Work instruction =>
Repeat each entry as written, dropping any picture you find.

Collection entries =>
* * *
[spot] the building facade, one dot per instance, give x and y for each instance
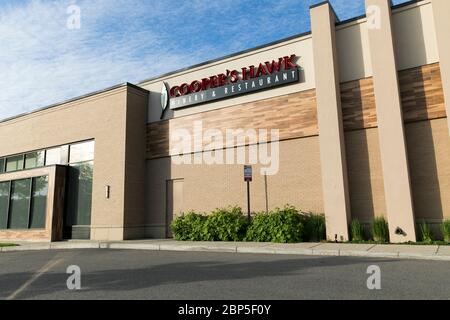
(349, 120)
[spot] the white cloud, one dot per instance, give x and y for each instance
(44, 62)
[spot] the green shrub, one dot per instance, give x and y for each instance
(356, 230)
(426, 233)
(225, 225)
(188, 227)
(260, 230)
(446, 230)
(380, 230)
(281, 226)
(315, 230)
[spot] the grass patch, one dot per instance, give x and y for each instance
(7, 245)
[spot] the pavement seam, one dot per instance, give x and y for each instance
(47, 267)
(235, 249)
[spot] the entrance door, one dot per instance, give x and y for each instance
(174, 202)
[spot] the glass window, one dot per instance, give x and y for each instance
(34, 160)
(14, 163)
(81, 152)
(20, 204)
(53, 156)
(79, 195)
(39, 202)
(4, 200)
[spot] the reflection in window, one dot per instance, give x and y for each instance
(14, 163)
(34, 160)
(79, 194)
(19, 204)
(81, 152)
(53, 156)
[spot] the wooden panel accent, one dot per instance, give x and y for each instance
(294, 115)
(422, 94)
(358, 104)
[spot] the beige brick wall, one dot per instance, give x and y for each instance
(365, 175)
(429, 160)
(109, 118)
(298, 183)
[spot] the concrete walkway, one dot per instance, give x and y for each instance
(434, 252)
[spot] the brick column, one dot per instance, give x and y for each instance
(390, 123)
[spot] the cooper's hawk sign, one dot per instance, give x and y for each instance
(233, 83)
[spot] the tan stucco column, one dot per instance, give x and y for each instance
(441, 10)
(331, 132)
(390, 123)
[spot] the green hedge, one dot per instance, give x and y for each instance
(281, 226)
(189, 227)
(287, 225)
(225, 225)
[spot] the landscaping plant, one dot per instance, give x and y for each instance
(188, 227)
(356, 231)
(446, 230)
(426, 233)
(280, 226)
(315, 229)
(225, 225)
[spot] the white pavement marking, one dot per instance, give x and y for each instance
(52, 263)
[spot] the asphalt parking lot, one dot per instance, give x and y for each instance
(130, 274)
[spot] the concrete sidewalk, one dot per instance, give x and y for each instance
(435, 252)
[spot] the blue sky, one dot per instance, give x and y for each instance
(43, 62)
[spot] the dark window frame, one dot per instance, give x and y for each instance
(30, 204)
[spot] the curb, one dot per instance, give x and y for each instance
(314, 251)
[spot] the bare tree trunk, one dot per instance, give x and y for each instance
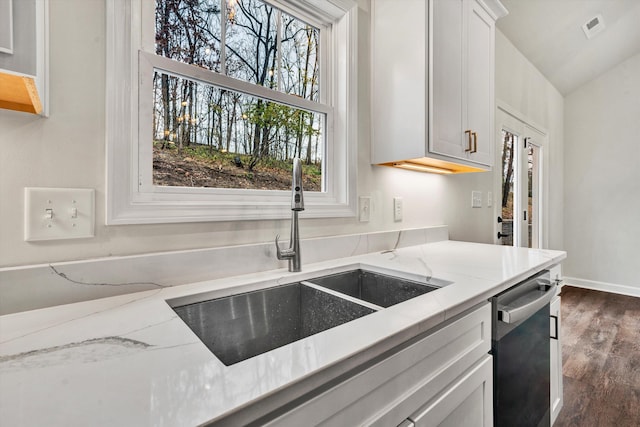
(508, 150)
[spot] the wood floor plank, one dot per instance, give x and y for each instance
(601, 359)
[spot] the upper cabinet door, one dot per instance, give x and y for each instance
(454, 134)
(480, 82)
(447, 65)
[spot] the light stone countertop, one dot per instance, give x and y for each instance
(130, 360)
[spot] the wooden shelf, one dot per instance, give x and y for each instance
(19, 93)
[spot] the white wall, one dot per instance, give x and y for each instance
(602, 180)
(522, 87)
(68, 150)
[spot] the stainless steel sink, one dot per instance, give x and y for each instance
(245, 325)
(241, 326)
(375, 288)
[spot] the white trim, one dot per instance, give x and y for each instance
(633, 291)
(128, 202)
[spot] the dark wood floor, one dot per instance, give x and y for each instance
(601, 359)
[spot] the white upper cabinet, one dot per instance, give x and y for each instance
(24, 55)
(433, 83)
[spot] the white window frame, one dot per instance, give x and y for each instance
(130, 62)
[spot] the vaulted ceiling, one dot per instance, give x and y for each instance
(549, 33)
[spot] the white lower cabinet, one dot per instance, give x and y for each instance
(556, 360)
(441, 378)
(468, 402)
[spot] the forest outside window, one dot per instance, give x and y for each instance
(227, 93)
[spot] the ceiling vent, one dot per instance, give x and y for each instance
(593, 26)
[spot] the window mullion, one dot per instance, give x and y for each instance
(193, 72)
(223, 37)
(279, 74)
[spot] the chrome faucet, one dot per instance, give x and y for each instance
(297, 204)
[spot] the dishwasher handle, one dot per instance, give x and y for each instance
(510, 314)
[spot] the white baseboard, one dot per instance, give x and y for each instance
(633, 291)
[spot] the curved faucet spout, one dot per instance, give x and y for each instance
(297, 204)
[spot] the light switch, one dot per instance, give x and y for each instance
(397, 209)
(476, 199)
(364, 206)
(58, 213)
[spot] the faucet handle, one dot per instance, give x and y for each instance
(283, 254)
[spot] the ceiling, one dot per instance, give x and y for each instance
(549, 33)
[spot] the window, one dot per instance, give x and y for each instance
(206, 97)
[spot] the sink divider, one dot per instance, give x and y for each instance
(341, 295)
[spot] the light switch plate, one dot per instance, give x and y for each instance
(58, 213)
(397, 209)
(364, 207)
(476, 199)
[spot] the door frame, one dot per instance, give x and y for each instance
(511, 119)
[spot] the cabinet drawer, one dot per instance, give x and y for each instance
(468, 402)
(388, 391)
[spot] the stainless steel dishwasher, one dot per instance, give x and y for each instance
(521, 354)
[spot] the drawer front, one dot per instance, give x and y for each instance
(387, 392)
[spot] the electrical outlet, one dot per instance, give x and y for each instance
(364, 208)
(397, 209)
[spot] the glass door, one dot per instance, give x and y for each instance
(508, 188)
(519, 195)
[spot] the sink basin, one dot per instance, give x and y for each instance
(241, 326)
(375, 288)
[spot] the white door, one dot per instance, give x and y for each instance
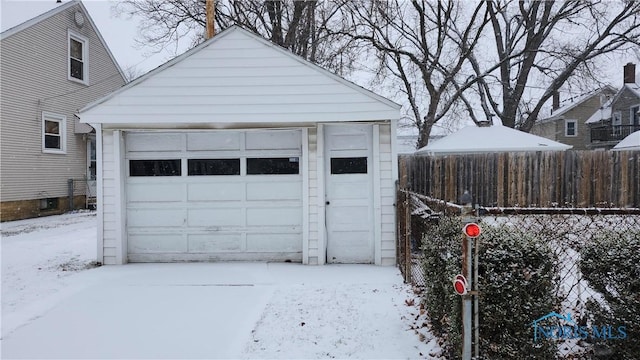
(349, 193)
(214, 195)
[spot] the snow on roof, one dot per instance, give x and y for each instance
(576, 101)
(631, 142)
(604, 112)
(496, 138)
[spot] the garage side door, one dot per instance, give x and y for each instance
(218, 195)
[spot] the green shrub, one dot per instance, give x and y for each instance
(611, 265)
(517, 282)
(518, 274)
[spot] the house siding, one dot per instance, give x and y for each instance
* * *
Written answer =>
[spot] the building facade, one dot per instance, give x and y for each instance
(349, 120)
[spot] the white cloud, one dot per instance, give x and y for each instance
(44, 62)
[spot] the green shrub, one dot per instance, give x and y for each instance
(356, 230)
(426, 233)
(225, 225)
(188, 227)
(260, 230)
(446, 230)
(380, 230)
(281, 226)
(315, 230)
[spot] the grass patch, one dot per instance, give x and y for each instance
(7, 245)
[spot] the pavement seam, one dot per instance, give x and y for each instance
(47, 267)
(235, 249)
[spot] the entrance door, one dot per instance, give x and y for each instance
(174, 202)
[spot] the glass window, one dot per instance, give x and y for each instance
(34, 160)
(14, 163)
(81, 152)
(20, 204)
(53, 156)
(79, 195)
(39, 202)
(4, 200)
[spot] the reflection in window, one dot per instance, give x and y for each instance
(14, 163)
(34, 160)
(79, 194)
(19, 204)
(81, 152)
(53, 156)
[spot] the wooden panel accent, one dot per instance, give x and y for each instance
(294, 115)
(422, 94)
(358, 104)
[spot] the beige brick wall, one dot per instance, give x and y for each instance
(365, 175)
(429, 160)
(109, 118)
(298, 183)
[spot] the concrete walkway, one dot per instance, give x and y for each instance
(434, 252)
[spot] the brick column, one dot per instance, give x and y for each instance
(390, 123)
[spot] the cooper's hawk sign, one dot per instance, give x and y for each instance
(233, 83)
[spot] the tan stucco column, one dot per instance, give x and y for each instance
(441, 10)
(331, 132)
(390, 123)
[spot] the green hedge, one dot per instance, give x and y for each instance
(281, 226)
(189, 227)
(287, 225)
(225, 225)
[spot] the landscaping plant, one dot per instance, give x and y for each instance
(188, 227)
(356, 231)
(446, 230)
(426, 233)
(280, 226)
(315, 229)
(225, 225)
[spot] the white pavement marking, one dot per instance, give x and y for each instance
(52, 263)
[spot] the asphalt parking lot, one dot per instance, give x and y for each instance
(130, 274)
[spot] the concrete sidewalk, one dot per instance, give x and y for each instance
(435, 252)
[spot] the blue sky, one dot per instance, give x and y for each instance
(43, 62)
[spot] the dark window frame, one dot per instance, give x and y for each instance
(30, 204)
[spot] the curb, one dot per instance, give x and y for each instance
(314, 251)
[spot] the bare tree trunk, one dot per instance, give x and y for each instance
(508, 150)
[spot] the wood floor plank, one dot per instance, give x and y for each instance
(601, 359)
[spot] the upper cabinet door, one dot per instance, give x and y for each instance
(454, 134)
(480, 82)
(447, 65)
[spot] the light stone countertop, one dot per instance, give x and y for each instance
(130, 360)
[spot] the wooden shelf, one dot per instance, give x and y for each instance
(19, 93)
[spot] the white wall, one dot per instance, give x and y for each instance
(602, 180)
(522, 87)
(68, 150)
[spot] the stainless steel sink, one dot per instance, give x and y for each instance
(245, 325)
(241, 326)
(375, 288)
[spot] the white trim, one dot per instance, give x and y for each instance
(633, 291)
(128, 202)
[spot] the dark wood floor, one dot per instance, give x and y for each instance
(601, 359)
[spot] the white upper cabinet, one dot per instance, give x and y for each instance
(24, 55)
(433, 83)
[spot] the white window frame, one dot per instance, give x and y for each instance
(130, 62)
[spot] the vaulted ceiling, one dot per instance, give x and y for each instance
(549, 33)
[spot] the white lower cabinet, one dot per instance, give x and y for each instance
(556, 360)
(441, 378)
(468, 402)
[spot] the forest outside window, one dot per instance, give x and y for each instance
(227, 93)
[spot] the ceiling vent, one dot per instance, give x and y for each instance
(593, 26)
[spot] the window mullion, one dot per instance, give x and y for each instance
(193, 72)
(223, 37)
(279, 74)
[spot] the chrome faucet, one dot per instance, give x and y for each instance
(297, 204)
[spot] the dishwasher handle, one dot per instance, give x and y for each instance
(510, 314)
[spot] the white baseboard, one dot per instance, give x and y for each instance
(633, 291)
[spot] the curved faucet spout, one dot per instance, give x and y for each instance
(297, 204)
[spot] the light switch, one dot per instance, give x and y for each instance
(397, 209)
(476, 199)
(364, 206)
(58, 213)
[spot] the faucet handle, one dot per instance, give x and y for each instance
(283, 254)
[spot] the ceiling, one dot per instance, give x and y for each instance
(549, 33)
[spot] the window, one dot per instance, give x and y for each instance
(206, 97)
[spot] the sink divider, one dot per instance, give x and y for each instance
(341, 295)
[spot] the light switch plate, one dot per instance, give x and y for each instance
(58, 213)
(397, 209)
(364, 207)
(476, 199)
[spot] the door frame, one dot per instance, give x and y for each instance
(511, 119)
[spot] the cabinet drawer, one dot per instance, give x and y for each instance
(468, 402)
(388, 391)
[spot] the stainless steel dishwasher, one dot per instance, give x and y for each instance
(521, 354)
[spot] the drawer front, one dot per instance, give x and y for each instance
(387, 392)
[spot] the electrical outlet, one dot per instance, give x and y for each instance
(364, 208)
(397, 209)
[spot] the glass door, one dot per instance, give x and y for each instance
(508, 188)
(519, 195)
[spot] the sink basin, one dot per instance, give x and y for each instance
(241, 326)
(375, 288)
[spot] the white door, one dot per instance, give x and y for each instance
(349, 193)
(214, 195)
[spot] the snow on roof, one dot per instance, give x and y for each instance
(576, 101)
(631, 142)
(604, 112)
(496, 138)
[spot] the garage side door, one dot per instance, give x and y for each instance
(218, 195)
[spot] the green shrub, one dot per instance, give x and y for each instance
(611, 265)
(517, 282)
(518, 274)
[spot] the house siding, one dot per instance, give x and y for each instance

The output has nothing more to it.